Count the lines in the records below that contain the string "black". Reply with the number alone.
----
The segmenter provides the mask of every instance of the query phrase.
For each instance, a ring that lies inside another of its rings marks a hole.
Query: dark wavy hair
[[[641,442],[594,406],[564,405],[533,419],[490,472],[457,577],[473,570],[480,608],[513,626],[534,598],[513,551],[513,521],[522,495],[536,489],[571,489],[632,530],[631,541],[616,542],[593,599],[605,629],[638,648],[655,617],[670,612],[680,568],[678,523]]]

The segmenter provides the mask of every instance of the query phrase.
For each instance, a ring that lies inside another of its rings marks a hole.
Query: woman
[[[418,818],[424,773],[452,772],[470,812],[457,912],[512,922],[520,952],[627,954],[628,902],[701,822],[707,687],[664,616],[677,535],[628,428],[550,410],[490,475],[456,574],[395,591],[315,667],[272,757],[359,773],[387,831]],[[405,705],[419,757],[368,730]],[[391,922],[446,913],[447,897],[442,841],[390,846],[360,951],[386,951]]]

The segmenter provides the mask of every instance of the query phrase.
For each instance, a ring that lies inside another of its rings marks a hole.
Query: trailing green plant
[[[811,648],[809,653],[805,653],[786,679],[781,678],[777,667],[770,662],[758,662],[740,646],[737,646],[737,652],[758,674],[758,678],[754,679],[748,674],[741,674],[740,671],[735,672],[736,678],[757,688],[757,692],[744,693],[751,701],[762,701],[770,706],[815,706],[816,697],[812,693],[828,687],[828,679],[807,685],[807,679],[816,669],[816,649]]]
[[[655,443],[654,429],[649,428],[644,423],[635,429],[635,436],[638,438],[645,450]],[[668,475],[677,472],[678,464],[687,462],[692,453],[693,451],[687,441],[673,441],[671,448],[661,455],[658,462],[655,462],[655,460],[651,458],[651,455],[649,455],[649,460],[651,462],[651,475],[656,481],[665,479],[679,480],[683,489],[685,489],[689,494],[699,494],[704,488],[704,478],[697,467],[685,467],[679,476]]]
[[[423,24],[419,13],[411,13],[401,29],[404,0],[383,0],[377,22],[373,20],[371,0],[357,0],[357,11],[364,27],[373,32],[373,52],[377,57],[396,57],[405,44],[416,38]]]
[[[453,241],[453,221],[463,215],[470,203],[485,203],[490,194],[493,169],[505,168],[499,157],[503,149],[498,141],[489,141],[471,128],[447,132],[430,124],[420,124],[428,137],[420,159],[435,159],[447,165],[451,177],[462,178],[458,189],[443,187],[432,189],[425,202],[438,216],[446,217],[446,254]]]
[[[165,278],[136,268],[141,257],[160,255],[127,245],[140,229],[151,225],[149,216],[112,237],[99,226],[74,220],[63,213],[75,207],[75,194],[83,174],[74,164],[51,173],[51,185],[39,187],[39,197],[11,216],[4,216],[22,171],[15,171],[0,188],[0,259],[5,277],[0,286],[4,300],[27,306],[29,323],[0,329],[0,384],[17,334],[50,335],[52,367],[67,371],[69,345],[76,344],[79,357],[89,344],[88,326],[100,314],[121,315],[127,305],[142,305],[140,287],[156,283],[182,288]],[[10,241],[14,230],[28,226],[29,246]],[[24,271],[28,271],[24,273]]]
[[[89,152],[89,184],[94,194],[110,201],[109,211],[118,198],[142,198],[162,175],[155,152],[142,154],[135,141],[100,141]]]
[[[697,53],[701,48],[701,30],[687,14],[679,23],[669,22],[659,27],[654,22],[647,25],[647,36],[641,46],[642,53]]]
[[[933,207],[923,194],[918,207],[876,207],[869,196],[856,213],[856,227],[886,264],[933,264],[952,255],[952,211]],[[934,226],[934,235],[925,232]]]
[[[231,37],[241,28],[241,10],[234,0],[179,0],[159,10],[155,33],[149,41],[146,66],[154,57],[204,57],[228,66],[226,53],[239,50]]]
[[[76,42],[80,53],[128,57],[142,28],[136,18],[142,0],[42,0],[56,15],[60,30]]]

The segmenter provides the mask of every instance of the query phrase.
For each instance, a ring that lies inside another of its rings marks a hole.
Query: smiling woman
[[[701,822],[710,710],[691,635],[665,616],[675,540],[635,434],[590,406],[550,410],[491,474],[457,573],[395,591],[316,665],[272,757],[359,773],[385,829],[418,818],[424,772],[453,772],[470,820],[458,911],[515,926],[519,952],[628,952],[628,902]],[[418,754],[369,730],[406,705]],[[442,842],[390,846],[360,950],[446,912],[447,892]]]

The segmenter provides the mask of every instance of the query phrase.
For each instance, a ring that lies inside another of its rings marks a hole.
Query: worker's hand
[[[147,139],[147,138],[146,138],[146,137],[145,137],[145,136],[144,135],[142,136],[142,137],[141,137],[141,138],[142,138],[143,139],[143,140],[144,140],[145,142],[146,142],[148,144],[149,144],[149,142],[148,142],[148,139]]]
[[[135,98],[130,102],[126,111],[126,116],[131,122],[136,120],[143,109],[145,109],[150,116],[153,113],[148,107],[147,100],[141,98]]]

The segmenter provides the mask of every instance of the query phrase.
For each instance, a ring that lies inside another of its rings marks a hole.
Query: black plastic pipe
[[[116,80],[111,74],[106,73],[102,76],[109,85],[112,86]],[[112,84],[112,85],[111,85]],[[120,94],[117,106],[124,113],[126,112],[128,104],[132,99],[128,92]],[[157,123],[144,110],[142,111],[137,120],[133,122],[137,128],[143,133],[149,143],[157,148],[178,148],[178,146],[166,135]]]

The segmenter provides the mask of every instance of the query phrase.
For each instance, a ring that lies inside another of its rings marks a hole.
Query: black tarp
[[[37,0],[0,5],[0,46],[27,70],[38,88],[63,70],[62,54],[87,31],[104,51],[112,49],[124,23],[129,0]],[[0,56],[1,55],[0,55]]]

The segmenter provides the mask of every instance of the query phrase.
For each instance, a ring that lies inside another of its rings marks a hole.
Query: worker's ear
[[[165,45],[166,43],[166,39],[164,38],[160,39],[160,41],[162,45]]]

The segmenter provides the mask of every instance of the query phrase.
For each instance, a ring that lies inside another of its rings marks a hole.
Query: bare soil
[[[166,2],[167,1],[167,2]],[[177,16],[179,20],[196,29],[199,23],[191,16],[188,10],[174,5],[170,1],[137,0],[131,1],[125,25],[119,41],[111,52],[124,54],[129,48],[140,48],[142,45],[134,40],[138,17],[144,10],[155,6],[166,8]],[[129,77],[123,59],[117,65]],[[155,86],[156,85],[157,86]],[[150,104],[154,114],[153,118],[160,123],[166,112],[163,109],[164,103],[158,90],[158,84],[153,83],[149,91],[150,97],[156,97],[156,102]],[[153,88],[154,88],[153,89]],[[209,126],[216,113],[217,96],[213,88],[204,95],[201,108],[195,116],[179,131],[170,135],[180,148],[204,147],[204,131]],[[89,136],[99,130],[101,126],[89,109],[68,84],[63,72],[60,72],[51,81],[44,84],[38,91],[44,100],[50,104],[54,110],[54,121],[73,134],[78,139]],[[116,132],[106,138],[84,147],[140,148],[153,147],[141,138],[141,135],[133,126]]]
----
ANSWER TO THIS PROBLEM:
2